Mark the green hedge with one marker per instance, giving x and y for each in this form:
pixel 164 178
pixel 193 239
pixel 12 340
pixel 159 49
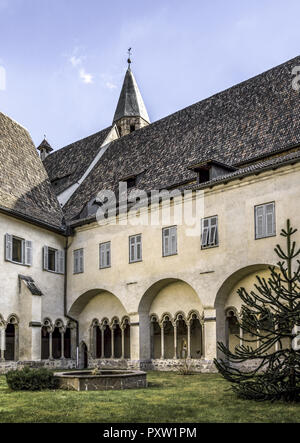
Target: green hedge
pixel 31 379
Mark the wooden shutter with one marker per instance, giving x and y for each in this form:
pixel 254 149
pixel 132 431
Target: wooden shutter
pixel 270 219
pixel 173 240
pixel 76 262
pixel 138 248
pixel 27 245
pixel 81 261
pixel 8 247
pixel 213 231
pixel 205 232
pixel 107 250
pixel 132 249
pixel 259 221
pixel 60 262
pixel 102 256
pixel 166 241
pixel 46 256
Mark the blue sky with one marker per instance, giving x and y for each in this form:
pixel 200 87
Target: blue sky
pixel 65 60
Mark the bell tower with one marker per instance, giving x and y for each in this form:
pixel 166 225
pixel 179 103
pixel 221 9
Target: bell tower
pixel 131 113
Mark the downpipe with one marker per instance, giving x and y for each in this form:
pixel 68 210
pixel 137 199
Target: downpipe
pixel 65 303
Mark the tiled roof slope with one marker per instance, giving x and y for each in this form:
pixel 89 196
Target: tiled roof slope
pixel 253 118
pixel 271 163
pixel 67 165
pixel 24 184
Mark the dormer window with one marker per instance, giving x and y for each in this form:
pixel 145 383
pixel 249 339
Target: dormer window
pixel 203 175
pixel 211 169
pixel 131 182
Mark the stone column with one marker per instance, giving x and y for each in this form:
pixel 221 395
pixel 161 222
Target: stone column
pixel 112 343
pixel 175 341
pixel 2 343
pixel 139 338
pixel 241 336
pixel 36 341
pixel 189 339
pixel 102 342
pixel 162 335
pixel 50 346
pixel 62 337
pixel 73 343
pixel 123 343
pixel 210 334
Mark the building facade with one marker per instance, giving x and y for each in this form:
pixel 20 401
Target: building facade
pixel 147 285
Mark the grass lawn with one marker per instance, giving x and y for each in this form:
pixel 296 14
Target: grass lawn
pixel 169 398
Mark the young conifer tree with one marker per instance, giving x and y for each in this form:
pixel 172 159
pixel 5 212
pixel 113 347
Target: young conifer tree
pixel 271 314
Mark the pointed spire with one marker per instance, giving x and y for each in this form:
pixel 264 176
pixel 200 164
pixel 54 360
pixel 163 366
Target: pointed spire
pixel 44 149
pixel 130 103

==

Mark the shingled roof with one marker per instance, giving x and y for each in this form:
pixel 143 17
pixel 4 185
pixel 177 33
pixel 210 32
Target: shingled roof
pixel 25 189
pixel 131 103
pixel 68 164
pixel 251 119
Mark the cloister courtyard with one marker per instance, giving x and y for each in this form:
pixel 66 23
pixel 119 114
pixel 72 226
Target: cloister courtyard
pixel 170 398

==

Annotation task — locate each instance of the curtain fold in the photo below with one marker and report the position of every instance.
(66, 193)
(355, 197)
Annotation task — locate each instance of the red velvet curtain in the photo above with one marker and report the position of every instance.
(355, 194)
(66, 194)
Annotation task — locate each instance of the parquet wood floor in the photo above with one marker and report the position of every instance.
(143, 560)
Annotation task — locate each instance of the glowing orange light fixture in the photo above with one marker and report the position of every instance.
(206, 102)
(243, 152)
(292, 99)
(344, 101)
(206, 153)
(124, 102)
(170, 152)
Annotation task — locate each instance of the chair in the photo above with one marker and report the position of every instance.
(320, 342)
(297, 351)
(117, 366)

STATED TASK: Update the lines starting at the one that contains "Mark the blue" and ending at the one that contains "pixel 65 303", replacing "downpipe" with "drainpipe" and leaving everything else unchanged. Give only those lines.

OUTPUT FOR THIS EXERCISE:
Mark the blue sky with one marker per instance, giving x and y for each in this form:
pixel 200 87
Target: blue sky
pixel 65 60
Mark the bell tower with one marker per instance, giving x and y for each in this form:
pixel 166 225
pixel 179 103
pixel 221 9
Target: bell tower
pixel 131 113
Mark the drainpipe with one marker per instance, giving x and y for each in this form:
pixel 68 210
pixel 137 199
Target: drainpipe
pixel 65 303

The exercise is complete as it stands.